Please put all of the data below into a Markdown table with two columns, Row and Line, giving each nonblank line its own numbered row. Leave the pictures out.
○ ○ ○ ○ ○
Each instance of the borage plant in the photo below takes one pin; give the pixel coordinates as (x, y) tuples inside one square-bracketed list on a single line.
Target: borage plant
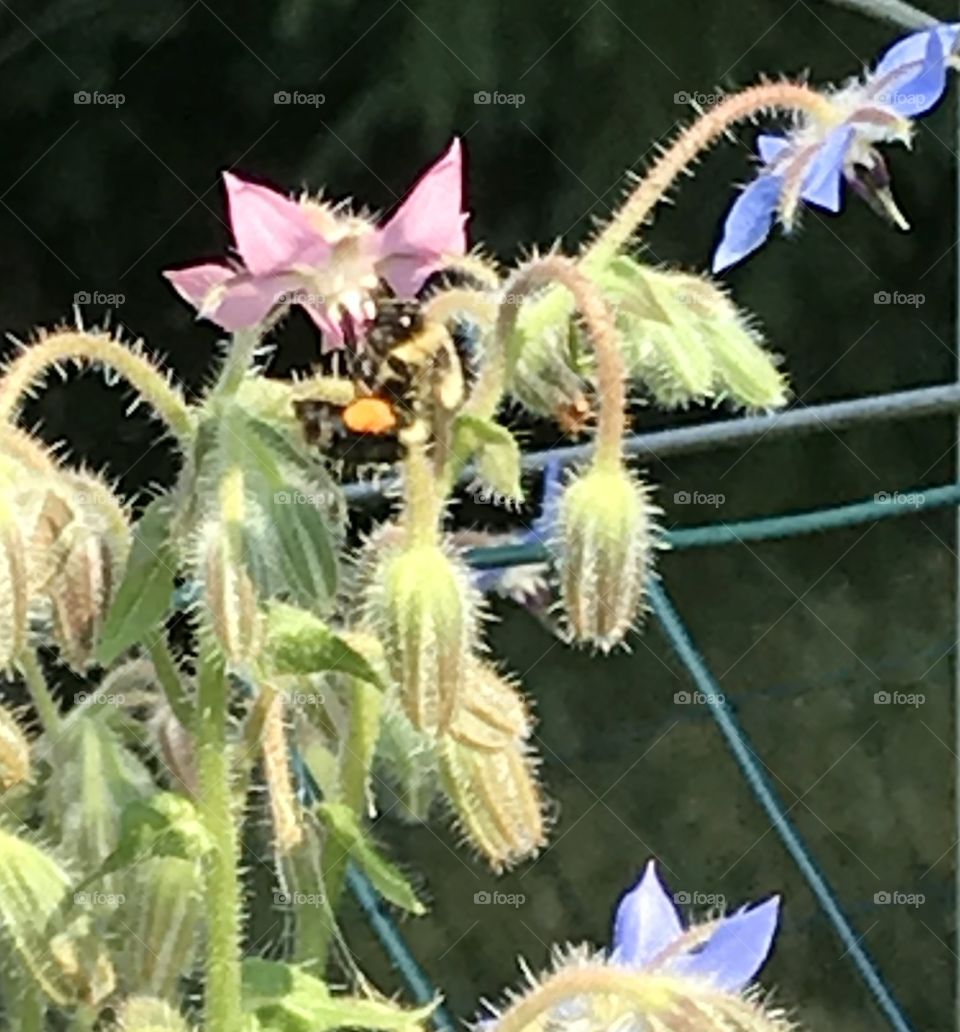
[(320, 669)]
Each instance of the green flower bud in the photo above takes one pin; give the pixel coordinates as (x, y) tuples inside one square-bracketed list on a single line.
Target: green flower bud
[(229, 594), (160, 924), (81, 594), (406, 766), (420, 603), (604, 553), (14, 751), (83, 963), (145, 1013), (492, 714), (497, 798)]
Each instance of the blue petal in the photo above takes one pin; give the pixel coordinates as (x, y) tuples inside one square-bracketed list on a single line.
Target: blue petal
[(748, 221), (734, 954), (915, 47), (825, 174), (769, 148), (646, 921), (913, 75)]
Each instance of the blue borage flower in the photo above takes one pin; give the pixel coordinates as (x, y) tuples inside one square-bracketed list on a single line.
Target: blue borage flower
[(728, 953), (811, 162)]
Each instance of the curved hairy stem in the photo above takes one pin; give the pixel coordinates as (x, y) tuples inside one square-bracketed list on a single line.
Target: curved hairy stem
[(40, 695), (238, 361), (28, 368), (601, 331), (222, 896), (690, 144), (26, 449), (422, 502)]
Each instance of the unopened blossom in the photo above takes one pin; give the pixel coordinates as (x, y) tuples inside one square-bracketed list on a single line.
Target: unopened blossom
[(727, 953), (811, 162), (308, 253)]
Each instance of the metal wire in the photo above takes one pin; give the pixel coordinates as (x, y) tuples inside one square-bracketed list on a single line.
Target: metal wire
[(760, 783), (924, 401)]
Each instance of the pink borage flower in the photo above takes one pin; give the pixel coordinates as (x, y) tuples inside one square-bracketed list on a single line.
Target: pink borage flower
[(326, 260)]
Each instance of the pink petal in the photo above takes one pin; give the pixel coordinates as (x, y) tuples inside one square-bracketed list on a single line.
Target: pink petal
[(272, 231), (233, 300), (428, 223), (195, 282)]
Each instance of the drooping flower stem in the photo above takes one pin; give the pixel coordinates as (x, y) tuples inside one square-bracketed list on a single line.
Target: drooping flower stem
[(43, 702), (689, 146), (222, 991), (601, 331), (421, 497), (352, 785), (238, 360), (33, 362)]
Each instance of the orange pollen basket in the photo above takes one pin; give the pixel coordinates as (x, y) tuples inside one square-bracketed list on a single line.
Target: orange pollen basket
[(370, 415)]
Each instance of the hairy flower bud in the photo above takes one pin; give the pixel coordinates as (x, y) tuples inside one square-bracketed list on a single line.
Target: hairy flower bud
[(81, 593), (406, 766), (492, 713), (420, 602), (229, 594), (14, 751), (160, 924), (604, 553), (497, 798), (146, 1013)]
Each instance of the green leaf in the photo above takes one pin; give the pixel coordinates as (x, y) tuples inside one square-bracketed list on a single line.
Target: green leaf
[(345, 828), (497, 453), (166, 825), (307, 551), (297, 642), (93, 778), (299, 505), (286, 999), (146, 593)]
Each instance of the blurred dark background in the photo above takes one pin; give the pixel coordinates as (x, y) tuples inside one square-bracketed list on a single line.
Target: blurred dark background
[(96, 198)]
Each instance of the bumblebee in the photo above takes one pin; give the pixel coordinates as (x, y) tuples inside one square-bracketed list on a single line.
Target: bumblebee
[(410, 373)]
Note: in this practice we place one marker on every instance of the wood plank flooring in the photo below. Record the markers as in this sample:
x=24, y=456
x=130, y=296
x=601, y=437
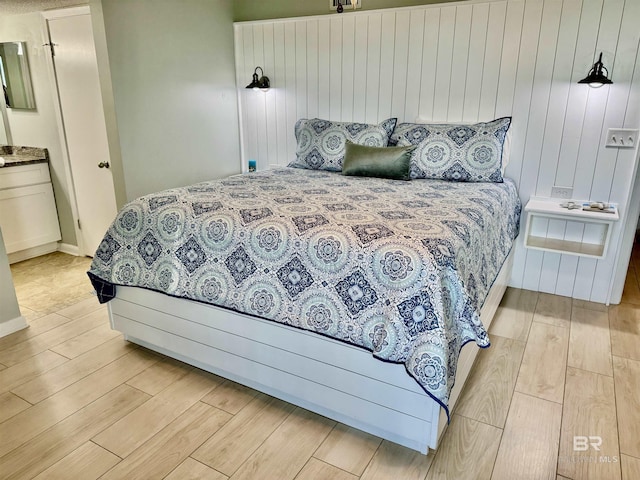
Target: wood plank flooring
x=556, y=396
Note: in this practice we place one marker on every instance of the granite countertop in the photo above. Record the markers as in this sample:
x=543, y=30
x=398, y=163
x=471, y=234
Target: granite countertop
x=15, y=156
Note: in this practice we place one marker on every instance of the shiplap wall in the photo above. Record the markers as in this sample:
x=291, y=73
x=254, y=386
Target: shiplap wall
x=466, y=62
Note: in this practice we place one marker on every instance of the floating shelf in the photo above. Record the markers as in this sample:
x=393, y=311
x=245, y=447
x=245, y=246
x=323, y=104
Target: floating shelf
x=540, y=211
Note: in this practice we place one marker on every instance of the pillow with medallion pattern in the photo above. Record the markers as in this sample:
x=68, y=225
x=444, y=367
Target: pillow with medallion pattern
x=456, y=152
x=321, y=143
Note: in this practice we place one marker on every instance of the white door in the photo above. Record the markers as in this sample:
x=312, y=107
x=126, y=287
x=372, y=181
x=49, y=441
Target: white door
x=85, y=130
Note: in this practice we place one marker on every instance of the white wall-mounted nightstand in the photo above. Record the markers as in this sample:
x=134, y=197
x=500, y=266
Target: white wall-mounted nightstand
x=552, y=228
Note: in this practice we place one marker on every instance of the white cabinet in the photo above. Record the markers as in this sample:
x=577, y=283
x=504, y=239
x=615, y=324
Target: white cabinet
x=548, y=223
x=28, y=214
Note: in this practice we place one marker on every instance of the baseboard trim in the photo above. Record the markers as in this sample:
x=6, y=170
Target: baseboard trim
x=69, y=249
x=13, y=325
x=33, y=252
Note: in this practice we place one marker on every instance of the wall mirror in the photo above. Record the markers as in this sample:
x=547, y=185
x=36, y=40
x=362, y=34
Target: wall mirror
x=15, y=76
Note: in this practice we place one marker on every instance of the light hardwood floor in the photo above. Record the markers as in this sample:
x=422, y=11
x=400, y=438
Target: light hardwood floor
x=78, y=402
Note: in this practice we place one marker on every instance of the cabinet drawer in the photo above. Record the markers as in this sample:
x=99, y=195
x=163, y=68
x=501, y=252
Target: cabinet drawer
x=28, y=217
x=23, y=175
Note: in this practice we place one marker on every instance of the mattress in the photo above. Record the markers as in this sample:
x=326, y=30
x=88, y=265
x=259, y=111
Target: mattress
x=398, y=268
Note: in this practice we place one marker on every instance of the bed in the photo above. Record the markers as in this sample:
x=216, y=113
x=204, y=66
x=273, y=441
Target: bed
x=349, y=296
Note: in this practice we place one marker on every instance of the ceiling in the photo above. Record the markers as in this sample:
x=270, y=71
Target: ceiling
○ ○ ○ ○ ○
> [OUTPUT BELOW]
| Row | Line |
|---|---|
| 1 | Each instance of the borage plant in the photo below takes one pin; give the pixel coordinates as (x, y) tuples inside one square-bracketed list on a single line. |
| 2 | Target: borage plant |
| 3 | [(320, 669)] |
| 4 | Each instance of the green flower bud in the photo above takes one pin; give the pixel coordinates as (x, y) tuples inside one square-bracketed list on a single line. |
| 5 | Target: green flower bud |
| 6 | [(229, 594), (160, 924), (81, 594), (406, 766), (420, 603), (604, 553), (14, 751), (83, 963), (145, 1013), (492, 714), (497, 798)] |
| 7 | Each instance of the blue petal in the photo above takes one pin; give the pixel coordinates as (x, y) tuples inside one square-bracketed list on a single line. |
| 8 | Target: blue petal |
| 9 | [(748, 221), (734, 954), (915, 47), (825, 174), (769, 148), (646, 921), (913, 75)] |
| 10 | Each instance of the blue borage flower in the photo above takes one pin; give the pixel coordinates as (x, y) tuples inside one square-bracketed list on a single line. |
| 11 | Target: blue borage flower |
| 12 | [(728, 953), (811, 162)] |
| 13 | Each instance of the curved hairy stem in the photo above takes one pin; give the pixel coordinates as (x, y) tuples inside one square-bracketed list on a single line. |
| 14 | Target: curved hairy stem |
| 15 | [(40, 695), (238, 361), (28, 368), (601, 331), (222, 896), (690, 144), (26, 449), (422, 502)] |
| 16 | Each instance of the unopened blossom in the photo above takes one pin; give the pixel coordinates as (x, y) tuples inside one square-bracketed list on a single line. |
| 17 | Target: unopened blossom |
| 18 | [(727, 953), (811, 162), (308, 253)] |
| 19 | Each instance of the metal wire in the photo above takes one pin; give the pixel coordinates as (x, y) tuples inside one square-bracketed list on a single line. |
| 20 | Target: metal wire |
| 21 | [(760, 783), (924, 401)] |
| 22 | Each instance of the pink borage flower in the photo above takes one pin; give the pixel coordinates as (x, y) tuples inside one square-bracketed list on a single line. |
| 23 | Target: pink borage flower |
| 24 | [(326, 260)] |
| 25 | Each instance of the pink petal in the photo above takes one pin; give the pixel coordinates as (x, y) tuples inside one square-bracketed list on a single line. |
| 26 | Target: pink petal |
| 27 | [(272, 231), (233, 300), (428, 223), (195, 282)] |
| 28 | Each instance of the drooping flower stem in the photo above takes one pin; give the pixel coordinates as (x, y) tuples inside one square-bracketed list on a single line. |
| 29 | Target: drooping flower stem |
| 30 | [(43, 702), (689, 146), (222, 991), (601, 331), (421, 497), (352, 785), (238, 360), (33, 362)] |
| 31 | Each instance of the orange pollen basket in the photo above takes one pin; give the pixel coordinates as (x, y) tuples inside one square-bracketed list on a single line. |
| 32 | Target: orange pollen basket |
| 33 | [(370, 415)] |
| 34 | Each instance of the hairy flower bud in the photo above takes one pin; give the pixel coordinates as (x, y) tuples inside one square-bracketed list on a single line. |
| 35 | Target: hairy flower bud |
| 36 | [(81, 593), (406, 766), (492, 713), (420, 602), (229, 594), (14, 751), (160, 924), (604, 553), (497, 798), (146, 1013)] |
| 37 | Each instance of the green leaf in the photo above takes one pin; give the pixel coordinates as (x, y) tuples inside one square-bracketed list on a single line. |
| 38 | Target: green leaf |
| 39 | [(345, 828), (497, 453), (166, 825), (307, 551), (297, 642), (93, 778), (299, 505), (286, 999), (146, 593)] |
| 40 | Each instance of the blurred dark background in the photo above takes one pin; give the pixel coordinates as (x, y) tuples inside one square-bracketed list on a single line. |
| 41 | Target: blurred dark background |
| 42 | [(96, 198)] |
| 43 | Each instance of the bumblebee in the photo above takes one pin; give the pixel coordinates as (x, y) tuples inside one square-bracketed list on a single line. |
| 44 | Target: bumblebee |
| 45 | [(410, 373)] |
| 46 | Note: in this practice we place one marker on every instance of the wood plank flooring in the photo below. Record the markers as in this sample: |
| 47 | x=24, y=456 |
| 48 | x=130, y=296 |
| 49 | x=601, y=437 |
| 50 | Target: wood plank flooring |
| 51 | x=556, y=396 |
| 52 | Note: in this practice we place one marker on every instance of the granite countertop in the photo above. Record the markers as in this sample: |
| 53 | x=543, y=30 |
| 54 | x=398, y=163 |
| 55 | x=471, y=234 |
| 56 | Target: granite countertop |
| 57 | x=15, y=156 |
| 58 | Note: in this practice we place one marker on every instance of the shiplap wall in the photo above. Record the markers as in this sample: |
| 59 | x=291, y=73 |
| 60 | x=254, y=386 |
| 61 | Target: shiplap wall |
| 62 | x=466, y=62 |
| 63 | Note: in this practice we place one marker on every instance of the floating shelf in the photo above. Record the markers as in this sample: |
| 64 | x=393, y=311 |
| 65 | x=245, y=447 |
| 66 | x=245, y=246 |
| 67 | x=323, y=104 |
| 68 | Target: floating shelf |
| 69 | x=540, y=211 |
| 70 | Note: in this practice we place one marker on every instance of the pillow with medallion pattern in the photo above. Record the markers as in this sample: |
| 71 | x=68, y=225 |
| 72 | x=444, y=367 |
| 73 | Target: pillow with medallion pattern |
| 74 | x=456, y=152 |
| 75 | x=321, y=143 |
| 76 | Note: in this practice we place one marker on every instance of the white door in the photo above. Record the markers as in this sample: |
| 77 | x=312, y=107 |
| 78 | x=126, y=287 |
| 79 | x=372, y=181 |
| 80 | x=49, y=441 |
| 81 | Target: white door |
| 82 | x=85, y=130 |
| 83 | Note: in this practice we place one marker on every instance of the white wall-mounted nightstand in the photo above. Record the markers as in this sample: |
| 84 | x=134, y=197 |
| 85 | x=500, y=266 |
| 86 | Target: white wall-mounted nightstand |
| 87 | x=552, y=228 |
| 88 | Note: in this practice we place one marker on every instance of the white cabinet in the photo above. Record the markers as in this sample: |
| 89 | x=577, y=283 |
| 90 | x=504, y=239 |
| 91 | x=615, y=324 |
| 92 | Target: white cabinet |
| 93 | x=548, y=223 |
| 94 | x=28, y=214 |
| 95 | Note: in this practice we place one marker on every instance of the baseboard trim in the photo above. Record the markers as in this sample: |
| 96 | x=6, y=170 |
| 97 | Target: baseboard trim |
| 98 | x=69, y=249 |
| 99 | x=13, y=325 |
| 100 | x=33, y=252 |
| 101 | Note: in this practice we place one marker on every instance of the wall mirror in the photo above. Record the markers as in this sample: |
| 102 | x=547, y=185 |
| 103 | x=36, y=40 |
| 104 | x=362, y=34 |
| 105 | Target: wall mirror |
| 106 | x=15, y=76 |
| 107 | Note: in this practice we place one marker on every instance of the light hardwood floor in the photo above. Record the markers as in this sample: |
| 108 | x=422, y=11 |
| 109 | x=400, y=438 |
| 110 | Target: light hardwood floor |
| 111 | x=78, y=402 |
| 112 | Note: in this practice we place one marker on every instance of the cabinet drawer in the photo above. Record the markers as in this sample: |
| 113 | x=99, y=195 |
| 114 | x=163, y=68 |
| 115 | x=501, y=252 |
| 116 | Target: cabinet drawer |
| 117 | x=28, y=217 |
| 118 | x=23, y=175 |
| 119 | Note: in this practice we place one marker on every instance of the mattress in the photo above. Record the markers as in this sample: |
| 120 | x=326, y=30 |
| 121 | x=88, y=265 |
| 122 | x=259, y=111 |
| 123 | Target: mattress |
| 124 | x=398, y=268 |
| 125 | Note: in this practice we place one marker on every instance of the bed in the photo above. Record the markers as in this sample: |
| 126 | x=216, y=113 |
| 127 | x=204, y=66 |
| 128 | x=273, y=441 |
| 129 | Target: bed |
| 130 | x=349, y=296 |
| 131 | Note: in this practice we place one marker on every instance of the ceiling in the photo above. Record the markers as in this sample: |
| 132 | x=270, y=71 |
| 133 | Target: ceiling |